Task to carry out :: Pick out every line below that contains the string "metal", matching case exactly, and copy each of those lines in full.

Exercise materials ::
▬▬▬▬▬▬

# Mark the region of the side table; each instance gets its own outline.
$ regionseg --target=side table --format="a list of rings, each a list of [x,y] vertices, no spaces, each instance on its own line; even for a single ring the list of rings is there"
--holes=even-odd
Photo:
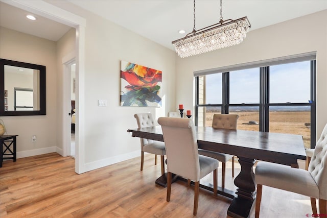
[[[14,162],[16,162],[16,137],[18,135],[3,135],[0,136],[0,167],[2,167],[3,160],[13,159]]]

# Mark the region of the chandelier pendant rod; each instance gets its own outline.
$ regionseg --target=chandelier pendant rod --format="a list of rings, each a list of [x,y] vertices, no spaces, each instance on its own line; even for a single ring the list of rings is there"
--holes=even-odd
[[[192,37],[193,36],[201,34],[203,32],[204,32],[204,31],[210,31],[210,30],[211,30],[212,29],[214,29],[215,28],[217,28],[218,27],[223,27],[224,26],[227,26],[227,25],[229,25],[229,24],[230,24],[231,23],[236,22],[239,21],[243,20],[243,19],[245,19],[245,20],[246,20],[247,21],[247,22],[248,23],[248,25],[249,25],[249,27],[250,28],[251,28],[251,24],[250,23],[250,21],[249,21],[249,20],[247,19],[247,18],[246,17],[242,17],[241,18],[239,18],[239,19],[236,19],[236,20],[232,20],[231,19],[229,19],[226,20],[221,20],[219,21],[219,22],[218,22],[217,23],[212,25],[211,26],[208,26],[208,27],[205,27],[204,28],[198,30],[196,30],[196,31],[193,30],[192,32],[186,34],[186,35],[185,36],[185,37],[181,38],[178,39],[176,39],[175,41],[173,41],[172,42],[172,43],[174,44],[174,43],[175,43],[177,41],[178,41],[179,40],[182,40],[182,39],[188,39],[189,38]],[[229,21],[229,22],[225,22],[227,21]],[[201,32],[199,32],[199,31],[201,31]],[[190,35],[190,34],[192,34],[192,33],[193,34]]]

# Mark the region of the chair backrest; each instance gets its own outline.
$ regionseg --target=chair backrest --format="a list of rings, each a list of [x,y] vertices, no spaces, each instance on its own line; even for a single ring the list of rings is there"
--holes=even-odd
[[[237,114],[214,114],[212,127],[213,128],[236,130],[238,118]]]
[[[191,119],[159,117],[169,172],[195,181],[200,179],[198,142]]]
[[[319,187],[319,198],[327,200],[327,125],[316,144],[308,171]]]
[[[142,128],[143,127],[151,127],[156,126],[156,123],[152,114],[150,113],[136,113],[134,114],[134,117],[137,122],[137,127]],[[141,140],[141,151],[143,151],[143,146],[149,143],[153,142],[153,140],[146,138],[142,138]]]

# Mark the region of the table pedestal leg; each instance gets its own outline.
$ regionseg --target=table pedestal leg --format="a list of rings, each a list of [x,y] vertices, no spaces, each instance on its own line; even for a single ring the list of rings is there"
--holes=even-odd
[[[255,182],[253,166],[253,159],[239,158],[241,172],[234,180],[234,184],[238,188],[227,210],[227,214],[233,217],[248,217],[252,203],[255,198]]]

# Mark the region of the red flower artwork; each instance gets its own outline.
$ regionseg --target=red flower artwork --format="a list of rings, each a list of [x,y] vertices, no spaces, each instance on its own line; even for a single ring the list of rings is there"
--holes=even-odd
[[[121,67],[121,78],[129,84],[124,86],[126,92],[122,90],[122,106],[148,106],[149,103],[161,105],[161,98],[158,95],[161,71],[123,61]]]

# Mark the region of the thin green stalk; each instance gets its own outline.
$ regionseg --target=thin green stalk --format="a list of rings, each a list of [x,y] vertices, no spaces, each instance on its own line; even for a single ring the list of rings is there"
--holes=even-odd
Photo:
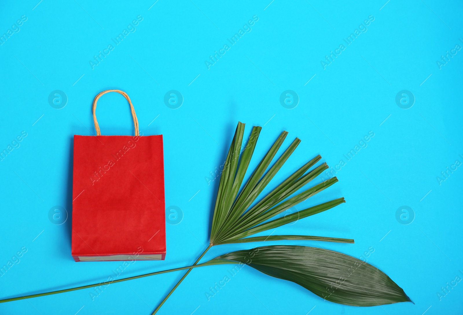
[[[205,254],[206,252],[207,251],[208,251],[209,250],[209,248],[210,248],[211,247],[212,247],[212,244],[210,244],[209,245],[209,246],[207,247],[207,248],[206,249],[206,250],[205,250],[204,252],[202,254],[201,254],[201,256],[200,256],[199,258],[197,259],[196,259],[196,261],[194,262],[194,263],[193,264],[193,266],[198,266],[196,265],[196,264],[197,264],[198,262],[199,261],[201,258],[202,258],[202,257],[204,256],[204,254]],[[156,307],[155,309],[155,310],[153,311],[153,313],[151,313],[151,315],[154,315],[154,314],[156,314],[157,311],[159,310],[159,309],[161,308],[161,307],[162,306],[163,304],[164,304],[164,302],[165,302],[167,300],[167,299],[169,298],[169,296],[170,296],[170,295],[174,292],[174,291],[175,290],[175,289],[177,289],[177,287],[178,287],[179,284],[180,284],[181,283],[181,282],[183,281],[183,279],[185,279],[185,278],[187,277],[187,276],[188,275],[188,274],[190,273],[190,272],[191,271],[191,270],[194,267],[192,266],[192,267],[189,269],[188,270],[188,271],[187,271],[186,273],[184,275],[183,275],[183,276],[180,279],[179,282],[177,283],[177,284],[175,285],[175,286],[172,288],[172,289],[170,290],[170,292],[169,292],[169,294],[166,296],[166,297],[164,297],[164,299],[163,300],[163,301],[161,302],[161,303],[159,303],[159,305],[157,306],[157,307]]]
[[[209,248],[207,248],[209,249]],[[205,253],[206,252],[205,252]],[[203,253],[203,255],[204,254]],[[202,255],[201,255],[202,257]],[[199,260],[199,259],[198,259]],[[175,268],[173,269],[168,269],[167,270],[163,270],[162,271],[157,271],[155,272],[150,272],[150,273],[145,273],[145,274],[140,275],[139,276],[134,276],[133,277],[129,277],[127,278],[123,278],[122,279],[118,279],[117,280],[113,280],[111,281],[106,281],[105,282],[100,282],[100,283],[96,283],[94,284],[88,284],[88,285],[82,285],[82,286],[76,287],[75,288],[72,288],[71,289],[65,289],[62,290],[58,290],[57,291],[52,291],[51,292],[46,292],[43,293],[38,293],[37,294],[31,294],[31,295],[22,296],[18,296],[17,297],[12,297],[8,299],[4,299],[3,300],[0,300],[0,303],[3,303],[4,302],[9,302],[12,301],[17,301],[18,300],[23,300],[24,299],[28,299],[31,297],[37,297],[38,296],[43,296],[46,295],[50,295],[50,294],[56,294],[56,293],[63,293],[65,292],[69,292],[70,291],[75,291],[75,290],[80,290],[82,289],[87,289],[88,288],[93,288],[94,287],[100,286],[101,285],[108,285],[111,284],[112,283],[116,283],[116,282],[120,282],[121,281],[125,281],[127,280],[131,280],[132,279],[137,279],[138,278],[142,278],[144,277],[148,277],[149,276],[153,276],[154,275],[160,274],[161,273],[165,273],[166,272],[170,272],[173,271],[178,271],[179,270],[184,270],[185,269],[188,269],[188,271],[191,270],[193,268],[196,267],[202,267],[204,266],[209,266],[213,265],[220,265],[224,264],[236,264],[236,261],[227,261],[225,260],[219,260],[219,259],[213,259],[213,261],[206,261],[205,263],[202,264],[200,264],[199,265],[194,265],[191,266],[187,266],[186,267],[181,267],[181,268]],[[197,263],[197,261],[196,261]],[[187,273],[188,274],[188,273]],[[177,284],[178,285],[178,284]]]

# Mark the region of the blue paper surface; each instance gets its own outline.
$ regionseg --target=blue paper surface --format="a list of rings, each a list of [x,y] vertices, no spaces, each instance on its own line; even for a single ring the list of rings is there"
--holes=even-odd
[[[460,313],[462,4],[155,0],[1,5],[0,298],[193,263],[240,121],[246,135],[263,126],[250,170],[282,130],[284,148],[302,140],[270,187],[318,154],[333,168],[323,176],[339,182],[297,210],[346,200],[261,235],[355,239],[271,244],[368,256],[415,304],[343,306],[224,265],[193,271],[158,314]],[[128,93],[141,132],[164,136],[163,261],[71,257],[72,137],[94,134],[92,101],[108,89]],[[102,97],[97,116],[102,134],[133,134],[120,95]],[[214,247],[203,260],[269,244]],[[1,303],[0,313],[149,314],[182,274]]]

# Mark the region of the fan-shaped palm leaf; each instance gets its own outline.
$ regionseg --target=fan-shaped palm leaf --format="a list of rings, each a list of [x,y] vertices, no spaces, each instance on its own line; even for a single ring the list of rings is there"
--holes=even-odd
[[[282,132],[259,162],[243,186],[241,192],[239,192],[261,129],[260,127],[254,126],[253,128],[243,153],[241,153],[244,124],[238,123],[220,176],[213,217],[209,246],[194,266],[199,262],[211,247],[221,244],[282,240],[315,240],[354,242],[354,240],[351,239],[310,235],[281,235],[246,238],[256,233],[275,229],[299,219],[328,210],[345,202],[344,198],[335,199],[297,211],[289,217],[279,217],[268,221],[338,181],[336,177],[331,178],[288,198],[328,168],[328,166],[324,163],[312,171],[307,172],[321,158],[320,155],[318,155],[283,181],[255,205],[250,208],[300,142],[300,140],[297,138],[294,139],[269,168],[272,160],[288,135],[287,132]],[[268,170],[267,169],[269,169]],[[188,269],[155,309],[153,314],[156,314],[191,270],[191,269]]]

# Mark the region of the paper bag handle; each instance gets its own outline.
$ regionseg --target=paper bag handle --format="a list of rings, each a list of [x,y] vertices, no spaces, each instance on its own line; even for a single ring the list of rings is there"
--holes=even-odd
[[[133,105],[132,105],[132,102],[130,100],[130,98],[127,95],[127,93],[120,90],[106,90],[106,91],[103,91],[102,92],[99,93],[98,95],[95,97],[95,99],[93,100],[93,122],[95,124],[95,130],[96,130],[96,135],[101,135],[101,133],[100,131],[100,126],[98,125],[98,122],[96,120],[96,115],[95,114],[95,111],[96,110],[96,102],[98,101],[98,99],[101,95],[106,94],[108,92],[117,92],[119,94],[121,94],[129,101],[129,104],[130,104],[130,111],[132,113],[132,117],[133,118],[133,126],[135,128],[135,136],[139,136],[140,131],[138,130],[138,120],[137,119],[137,115],[135,114],[135,109],[133,108]]]

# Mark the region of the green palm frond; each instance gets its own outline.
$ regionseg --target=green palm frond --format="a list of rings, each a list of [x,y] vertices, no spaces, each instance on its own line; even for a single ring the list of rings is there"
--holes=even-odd
[[[211,230],[211,246],[243,241],[257,241],[261,239],[251,238],[247,241],[239,240],[327,210],[344,202],[344,198],[335,199],[298,211],[289,219],[288,217],[279,218],[265,222],[328,188],[337,182],[338,179],[336,177],[330,179],[287,199],[328,168],[326,163],[324,163],[307,172],[321,158],[318,155],[295,172],[250,209],[300,142],[300,140],[296,138],[275,164],[269,167],[272,159],[288,135],[286,131],[282,133],[238,194],[239,187],[249,165],[260,131],[261,127],[255,126],[253,128],[240,159],[244,124],[238,123],[220,178]],[[267,169],[269,169],[268,171]],[[333,239],[319,237],[328,241]],[[337,239],[336,241],[341,241],[344,239]],[[351,242],[350,240],[346,242]]]

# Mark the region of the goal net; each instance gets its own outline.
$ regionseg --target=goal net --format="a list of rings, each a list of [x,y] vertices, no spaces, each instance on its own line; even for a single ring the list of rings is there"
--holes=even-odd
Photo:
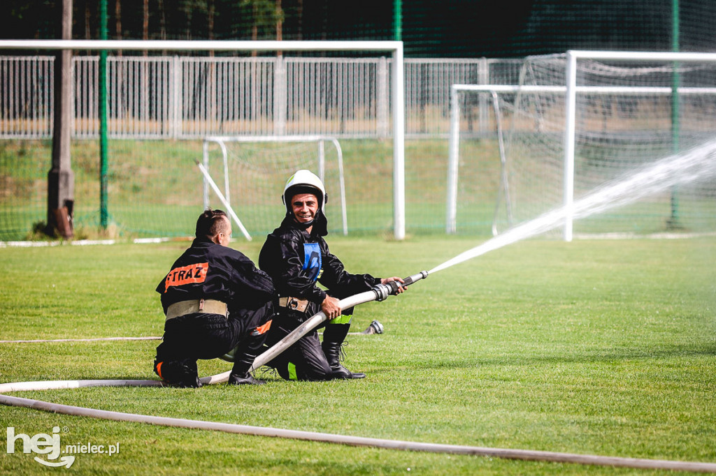
[[[575,53],[583,54],[571,56],[570,76]],[[448,232],[504,230],[714,138],[714,55],[589,53],[528,58],[516,86],[453,86],[459,179]],[[470,127],[485,104],[493,134]],[[590,234],[716,231],[716,182],[669,188],[569,224]],[[566,225],[564,237],[571,239]]]
[[[203,142],[203,166],[204,207],[230,209],[248,239],[270,232],[281,222],[286,213],[283,184],[300,169],[323,180],[331,229],[348,234],[343,153],[334,137],[208,137]]]

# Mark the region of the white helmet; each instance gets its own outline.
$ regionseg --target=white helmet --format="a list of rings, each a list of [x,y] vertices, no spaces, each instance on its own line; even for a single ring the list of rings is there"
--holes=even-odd
[[[284,204],[290,210],[291,199],[298,194],[313,194],[318,199],[319,209],[328,203],[328,194],[321,179],[310,170],[301,169],[289,177],[284,187]]]

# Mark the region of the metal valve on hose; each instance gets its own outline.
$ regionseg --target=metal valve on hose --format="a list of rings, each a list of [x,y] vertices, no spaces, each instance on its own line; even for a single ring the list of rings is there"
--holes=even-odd
[[[388,296],[395,296],[398,293],[399,287],[405,287],[416,281],[420,281],[420,279],[426,277],[427,277],[427,272],[421,271],[417,274],[408,276],[407,278],[403,279],[402,283],[397,281],[391,281],[390,282],[384,284],[376,284],[372,288],[371,290],[375,293],[376,301],[384,301],[387,299]]]

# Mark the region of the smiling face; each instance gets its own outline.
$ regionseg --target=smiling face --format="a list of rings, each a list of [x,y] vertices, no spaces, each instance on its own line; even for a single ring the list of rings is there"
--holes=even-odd
[[[294,219],[299,223],[309,223],[318,212],[318,198],[313,194],[297,194],[291,199]]]

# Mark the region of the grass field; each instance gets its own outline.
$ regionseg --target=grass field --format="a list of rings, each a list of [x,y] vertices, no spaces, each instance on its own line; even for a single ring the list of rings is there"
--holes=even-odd
[[[407,275],[479,244],[332,237],[354,272]],[[186,243],[0,249],[3,339],[158,336],[153,289]],[[233,246],[256,259],[260,243]],[[144,415],[473,446],[716,462],[716,239],[529,240],[357,308],[381,335],[349,337],[352,382],[14,395]],[[3,382],[152,379],[157,341],[0,344]],[[229,370],[200,361],[200,374]],[[74,474],[660,474],[107,422],[11,407],[30,436],[67,427]],[[6,440],[4,432],[0,442]],[[1,444],[1,443],[0,443]],[[18,445],[21,443],[19,442]],[[39,474],[0,452],[0,473]]]

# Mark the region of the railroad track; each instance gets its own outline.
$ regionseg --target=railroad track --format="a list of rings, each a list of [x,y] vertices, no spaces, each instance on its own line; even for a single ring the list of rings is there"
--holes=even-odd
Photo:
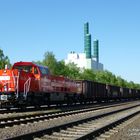
[[[98,120],[99,122],[101,122],[101,119],[103,119],[102,122],[106,122],[105,120],[107,120],[107,118],[105,117],[110,117],[110,115],[113,115],[113,114],[116,115],[116,113],[119,113],[119,112],[122,113],[123,111],[128,112],[128,111],[125,111],[126,109],[129,110],[129,112],[132,112],[131,110],[133,110],[134,108],[137,108],[137,112],[140,111],[140,103],[138,102],[133,103],[133,104],[129,103],[123,106],[117,106],[117,107],[112,106],[111,108],[104,108],[104,109],[99,109],[99,110],[93,109],[93,110],[85,110],[85,111],[73,112],[73,113],[71,112],[67,114],[65,113],[63,115],[60,114],[60,116],[57,114],[57,117],[55,115],[53,117],[45,116],[45,118],[42,116],[41,118],[36,118],[36,119],[32,118],[32,120],[31,118],[26,118],[25,119],[26,121],[20,120],[21,123],[15,120],[14,121],[16,122],[15,124],[14,123],[12,125],[8,124],[9,126],[11,126],[10,128],[7,128],[7,126],[5,125],[6,128],[4,128],[5,127],[4,126],[3,128],[0,129],[1,130],[0,139],[18,139],[19,140],[19,139],[33,139],[34,137],[39,137],[40,139],[42,138],[54,139],[56,137],[59,139],[61,139],[61,137],[64,137],[65,139],[66,138],[71,138],[71,139],[81,138],[82,139],[84,137],[85,138],[88,137],[87,134],[91,133],[89,131],[91,129],[86,131],[88,125],[85,126],[86,129],[83,129],[84,124],[87,123],[87,124],[90,124],[89,126],[92,126],[93,124],[91,122],[98,122]],[[134,113],[136,112],[133,112],[133,114]],[[111,117],[111,118],[115,118],[115,117]],[[109,120],[111,119],[109,118]],[[112,120],[112,123],[113,121],[114,120]],[[12,122],[8,121],[8,123],[12,123]],[[104,127],[107,124],[104,124]],[[75,129],[76,127],[80,130],[80,132],[78,132],[78,130],[76,131]],[[98,128],[98,130],[99,129],[100,128]],[[69,130],[71,131],[69,132]],[[84,130],[84,132],[82,130]],[[83,132],[85,136],[84,135],[81,136],[81,132]],[[95,132],[97,133],[97,130]],[[74,137],[70,137],[72,134]]]
[[[58,118],[62,116],[68,116],[73,115],[77,113],[84,113],[87,111],[95,111],[95,110],[101,110],[101,109],[107,109],[110,107],[116,107],[116,106],[122,106],[122,105],[128,105],[131,104],[131,102],[128,103],[121,103],[121,104],[110,104],[110,105],[104,105],[104,106],[87,106],[82,109],[76,109],[76,110],[66,110],[66,111],[39,111],[39,112],[27,112],[27,113],[17,113],[17,114],[5,114],[0,117],[0,128],[4,127],[10,127],[14,125],[20,125],[20,124],[27,124],[30,122],[38,122],[43,120],[49,120],[53,118]]]

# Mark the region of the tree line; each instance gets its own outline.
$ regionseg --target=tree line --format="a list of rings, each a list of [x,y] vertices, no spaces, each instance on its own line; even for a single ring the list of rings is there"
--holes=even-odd
[[[35,62],[35,61],[33,61]],[[121,87],[129,87],[140,89],[140,84],[134,83],[133,81],[128,82],[121,76],[116,76],[108,70],[94,71],[90,69],[80,69],[74,63],[65,65],[64,61],[58,61],[55,58],[53,52],[45,52],[44,58],[41,61],[35,63],[48,66],[52,75],[63,75],[74,80],[92,80],[96,82],[117,85]],[[5,64],[10,64],[8,56],[5,56],[3,51],[0,49],[0,69],[3,69]]]

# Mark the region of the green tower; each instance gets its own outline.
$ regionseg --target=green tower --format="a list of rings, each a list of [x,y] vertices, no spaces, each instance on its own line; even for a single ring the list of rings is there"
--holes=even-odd
[[[94,52],[94,55],[93,57],[96,58],[96,61],[99,62],[99,41],[98,40],[95,40],[93,42],[93,52]]]
[[[84,52],[86,53],[86,35],[89,34],[89,23],[84,24]]]
[[[86,34],[86,58],[91,58],[91,34]]]

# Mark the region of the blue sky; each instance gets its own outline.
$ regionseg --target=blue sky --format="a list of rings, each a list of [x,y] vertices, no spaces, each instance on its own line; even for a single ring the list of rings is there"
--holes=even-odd
[[[85,22],[105,69],[140,83],[139,0],[0,0],[0,48],[16,61],[83,52]],[[92,43],[93,44],[93,43]]]

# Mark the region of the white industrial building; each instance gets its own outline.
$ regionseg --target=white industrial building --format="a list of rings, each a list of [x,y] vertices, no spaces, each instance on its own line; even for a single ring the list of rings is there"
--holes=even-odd
[[[65,59],[65,64],[74,63],[81,69],[103,70],[103,64],[99,62],[99,42],[94,41],[93,55],[91,51],[91,34],[88,23],[84,24],[84,53],[70,52]]]

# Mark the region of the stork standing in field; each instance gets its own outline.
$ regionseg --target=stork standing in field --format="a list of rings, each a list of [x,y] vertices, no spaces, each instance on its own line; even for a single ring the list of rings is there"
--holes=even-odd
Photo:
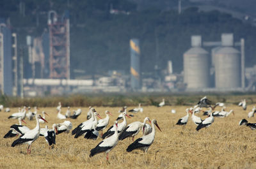
[[[65,115],[63,115],[61,114],[61,108],[60,108],[60,110],[58,112],[58,115],[57,115],[58,119],[61,119],[61,120],[67,119],[67,117]]]
[[[59,102],[58,103],[58,107],[56,108],[57,111],[60,111],[60,109],[61,109],[61,103]]]
[[[108,161],[108,154],[118,142],[118,133],[117,131],[118,124],[117,121],[115,122],[113,125],[114,134],[102,141],[101,141],[95,148],[90,151],[90,157],[92,157],[99,153],[105,152],[107,156],[106,158]]]
[[[227,117],[230,114],[233,114],[233,115],[235,115],[235,114],[234,113],[234,110],[230,110],[230,111],[229,111],[229,112],[226,112],[226,111],[220,112],[218,114],[212,114],[212,116],[213,117]]]
[[[138,113],[139,112],[142,113],[143,112],[143,108],[141,107],[141,104],[140,103],[139,104],[139,107],[131,109],[131,110],[129,110],[128,112],[131,112],[131,113],[135,113],[135,114],[136,114],[136,113]]]
[[[238,103],[238,106],[239,106],[239,107],[243,107],[243,109],[244,110],[246,110],[246,100],[244,99],[242,99],[242,101],[239,103]]]
[[[196,129],[196,131],[198,131],[203,128],[209,128],[214,122],[214,117],[213,117],[212,114],[211,113],[210,116],[204,119],[201,123],[200,123],[198,126],[197,126]]]
[[[198,126],[199,124],[200,124],[202,121],[201,119],[201,117],[196,116],[195,115],[195,110],[193,110],[191,112],[191,119],[193,122],[196,125]]]
[[[164,105],[165,105],[164,99],[163,99],[162,102],[160,102],[159,104],[158,104],[157,107],[162,107],[164,106]]]
[[[56,134],[58,133],[58,130],[56,128],[56,124],[52,124],[52,129],[48,129],[47,132],[44,133],[44,138],[45,138],[46,142],[49,144],[49,148],[53,145],[53,144],[56,144]]]
[[[21,112],[15,113],[8,117],[8,119],[19,119],[21,117],[21,119],[25,119],[26,114],[26,108],[24,107],[24,108],[21,110]]]
[[[156,129],[154,125],[157,127],[160,131],[162,131],[160,128],[158,126],[156,120],[153,119],[152,121],[152,131],[150,134],[144,135],[142,137],[136,140],[135,142],[128,146],[127,149],[126,149],[126,151],[127,152],[131,152],[134,149],[142,149],[143,150],[144,152],[147,152],[149,147],[153,143],[154,140],[155,139]]]
[[[43,118],[44,118],[44,119],[45,119],[45,115],[49,115],[45,111],[42,112],[42,114],[43,114]],[[40,123],[44,123],[45,121],[43,121],[42,119],[39,119],[39,122],[40,122]]]
[[[87,120],[89,120],[92,117],[91,108],[92,107],[89,107],[89,112],[87,113]]]
[[[65,121],[62,123],[57,124],[56,128],[57,128],[56,131],[58,131],[58,132],[56,133],[56,135],[58,135],[58,134],[60,134],[62,133],[68,133],[69,131],[72,128],[72,124],[70,121]]]
[[[94,108],[93,108],[94,109]],[[92,111],[92,117],[87,121],[85,121],[81,124],[80,124],[76,128],[73,129],[72,131],[72,135],[75,135],[74,138],[78,138],[82,135],[86,135],[87,132],[92,131],[92,129],[96,128],[97,124],[98,123],[98,120],[96,117],[97,116],[99,118],[101,119],[101,117],[98,114],[96,111]],[[90,136],[86,136],[87,137],[90,137]]]
[[[78,108],[76,111],[74,111],[74,114],[70,116],[71,119],[76,119],[78,116],[81,115],[82,113],[82,110],[81,108]]]
[[[189,115],[188,114],[189,112],[189,108],[186,109],[186,112],[187,112],[187,115],[179,119],[178,122],[176,123],[176,125],[186,126],[186,124],[187,124],[188,117],[189,117]]]
[[[66,118],[70,117],[70,116],[71,116],[71,111],[70,111],[70,107],[68,107],[68,109],[67,110],[66,114],[65,114],[65,116],[66,116]]]
[[[255,107],[253,107],[253,108],[252,109],[252,112],[250,112],[248,113],[248,117],[250,118],[250,117],[254,117],[254,114],[255,112],[256,112],[256,108],[255,108]]]
[[[118,127],[117,128],[117,131],[118,132],[118,134],[120,135],[123,132],[124,129],[125,128],[126,125],[127,124],[127,122],[126,121],[125,116],[128,117],[129,118],[131,118],[130,116],[129,116],[125,112],[122,113],[122,119],[124,119],[123,122],[118,123]],[[115,133],[115,129],[114,129],[114,125],[111,126],[108,131],[103,134],[102,135],[102,138],[104,139],[106,137],[108,137],[109,136],[111,136],[114,134]]]
[[[14,140],[14,142],[12,144],[12,147],[13,147],[17,145],[22,143],[28,144],[27,151],[28,154],[30,154],[31,151],[31,146],[32,143],[34,142],[39,137],[39,133],[40,133],[39,119],[44,120],[43,117],[41,117],[40,115],[37,114],[36,115],[36,127],[33,129],[28,131],[24,135],[20,136],[18,139]],[[47,121],[45,121],[45,122]]]
[[[248,121],[246,121],[245,119],[242,119],[239,122],[239,125],[240,126],[243,126],[243,125],[246,126],[250,128],[252,130],[256,129],[256,123],[248,122]]]
[[[207,97],[205,96],[204,98],[202,98],[198,103],[197,103],[197,105],[198,105],[199,107],[209,107],[211,106],[211,101],[208,99]]]
[[[124,107],[122,108],[122,110],[120,110],[118,111],[118,113],[120,113],[120,114],[119,114],[118,117],[117,117],[116,121],[118,121],[120,120],[123,119],[123,117],[124,116],[123,116],[122,113],[124,113],[124,114],[127,114],[127,107]]]
[[[97,124],[96,127],[97,131],[101,131],[101,137],[102,137],[103,129],[104,129],[107,127],[109,122],[109,115],[108,115],[109,114],[111,115],[113,115],[111,113],[110,113],[108,110],[106,110],[105,114],[106,114],[106,117],[102,119],[99,119],[98,121],[98,124]]]
[[[140,130],[146,124],[147,121],[151,123],[149,117],[145,117],[143,122],[140,121],[133,122],[129,124],[124,129],[124,131],[119,135],[118,139],[123,140],[127,137],[132,137],[132,141],[134,141],[134,136],[139,133]]]
[[[19,124],[13,124],[12,125],[10,128],[10,131],[4,135],[4,138],[10,138],[17,136],[18,135],[24,135],[26,132],[30,130],[29,128],[27,126],[24,126],[21,125],[21,122],[26,123],[25,121],[21,118],[19,117]]]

▬▬▬▬▬▬

Output of the exercise ::
# Mark the region of the metal valve on hose; each instance gets its own outline.
$ regionseg --target=metal valve on hose --format="a list of rings, each a list of [x,y] vertices, no spaces, each instance on its own line; even for a single ring the list of rings is there"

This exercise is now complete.